>> START Given text
For the example, the compiler would provide overrides for

invoke(arg1, arg2)
invoke(arg1, arg2, arg3)
doInvoke(arg1, arg2, arg3, args)

that implement the code supplied in each case of the function definition. Ask yourself: What should be the default implementations for all the other invoke and doInvoke overloads?

For invoke the behavior is different for those with fewer than the required arity and those with more:

If there are fewer than the required arguments, the call should fail.
If there are more than the required arguments, the call should delegate to doInvoke(arg1, arg2, arg3, args)

The distinguishing factor is the required arity. For an invoke with fewer arguments than the required arity, we should fail. If we have more arguments than the required arity, then we should call the overload of doInvoke that takes the required arity plus the rest argument.

Thus, all the invoke overrides are variants on this theme:

public override Object invoke(Object arg1, Object arg2, Object arg3, Object arg4)
{
    switch (getRequiredArity())
    {
        case 0:
            return doInvoke(
                ArraySeq.create(
                    Util.Ret1(arg1, arg1 = null), 
                    Util.Ret1(arg2, arg2 = null), 
                    Util.Ret1(arg3, arg3 = null), 
                    Util.Ret1(arg4, arg4 = null)));
        case 1:
            return doInvoke(
                Util.Ret1(arg1, arg1 = null), 
                ArraySeq.create(
                    Util.Ret1(arg2, arg2 = null),
                    Util.Ret1(arg3, arg3 = null), 
                    Util.Ret1(arg4, arg4 = null)));
        case 2:
            return doInvoke(
                Util.Ret1(arg1, arg1 = null), 
                Util.Ret1(arg2, arg2 = null), 
                ArraySeq.create(
                    Util.Ret1(arg3, arg3 = null), 
                    Util.Ret1(arg4, arg4 = null)));
        case 3:
            return doInvoke(
                Util.Ret1(arg1, arg1 = null), 
                Util.Ret1(arg2, arg2 = null), 
                Util.Ret1(arg3, arg3 = null), 
                ArraySeq.create(
                    Util.Ret1(arg4, arg4 = null)));
        case 4:
            return doInvoke(
                Util.Ret1(arg1, arg1 = null), 
                Util.Ret1(arg2, arg2 = null), 
                Util.Ret1(arg3, arg3 = null), 
                Util.Ret1(arg4, arg4 = null), 
                null);
        default:
            throw WrongArityException(4);
    }
}

This invoke will be invoked by call in the code with four arguments: (f 1 2 3 4). If f had a clause that takes four arguments, then we woudl be calling f’s override of the four-argument invoke. So it does not have such a case. Let’s say f has a required arity of 2. We have enought arguments to supply the minimum. Then we would end up calling doInvoke(1,2, [3, 4]), which f has an overridden. If, instead, f had a required arity of 12, then we do not have arguments. The default case kicks in and we throw an exception: Wrong number of arguments.
>> END Given text
Problems and tasks:
a: Translate this sentence from the passage on invoke overloads into French: "The distinguishing factor is the required arity."
b: Summarize the passage on invoke overloads in two sentences.
c: Carry the passage on default invoke overloads forward from its final sentence.
>> START Source material
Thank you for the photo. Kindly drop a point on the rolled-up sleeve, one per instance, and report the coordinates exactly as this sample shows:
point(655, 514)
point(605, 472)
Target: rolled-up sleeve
>> END Source material
Answers below:
a: Le facteur déterminant est l'arité requise.

b: For the example function, the compiler provides overrides of invoke and doInvoke that implement each case of the definition, and every other invoke overload follows a default pattern based on the required arity. A call with fewer arguments than the required arity fails with a wrong-arity exception, while a call with more arguments delegates to the doInvoke overload that takes the required arguments plus a rest argument.

c:
The default implementations of doInvoke all return null. They will never be called. We will only ever call an override of doInvoke, the one matching the required arity (+ 1 for the rest args).

I’ll leave applyTo as an exercise.

Static invocation

In the previous post C4: ISeq clarity, I touched upon the notion of static invocation of functions. Static invocation is an efficiency hack. It allows a call such as

(f 1 2 3)

to bypass the usual dynamic dispatch that does a lookup of the current value of the #'f Var and instead links in the code directly to an invocation of a static method on the class defined for f. For this to happen, the first requirement is that the function allows direct invocation, the constraints being:

The function is not nested inside of another function.
The function does not close over any lexical variables from an outer scope.
The function does not use the this variable.

When these conditions are met, for each invoke the function defines, there will be a staticInvoke method of the same arity with the actual function definition. The invoke just calls the staticInvoke of the same arity.

I provide more detail on some of the issues of static linking in a previous post outside this series, The function of naming; the naming of functions.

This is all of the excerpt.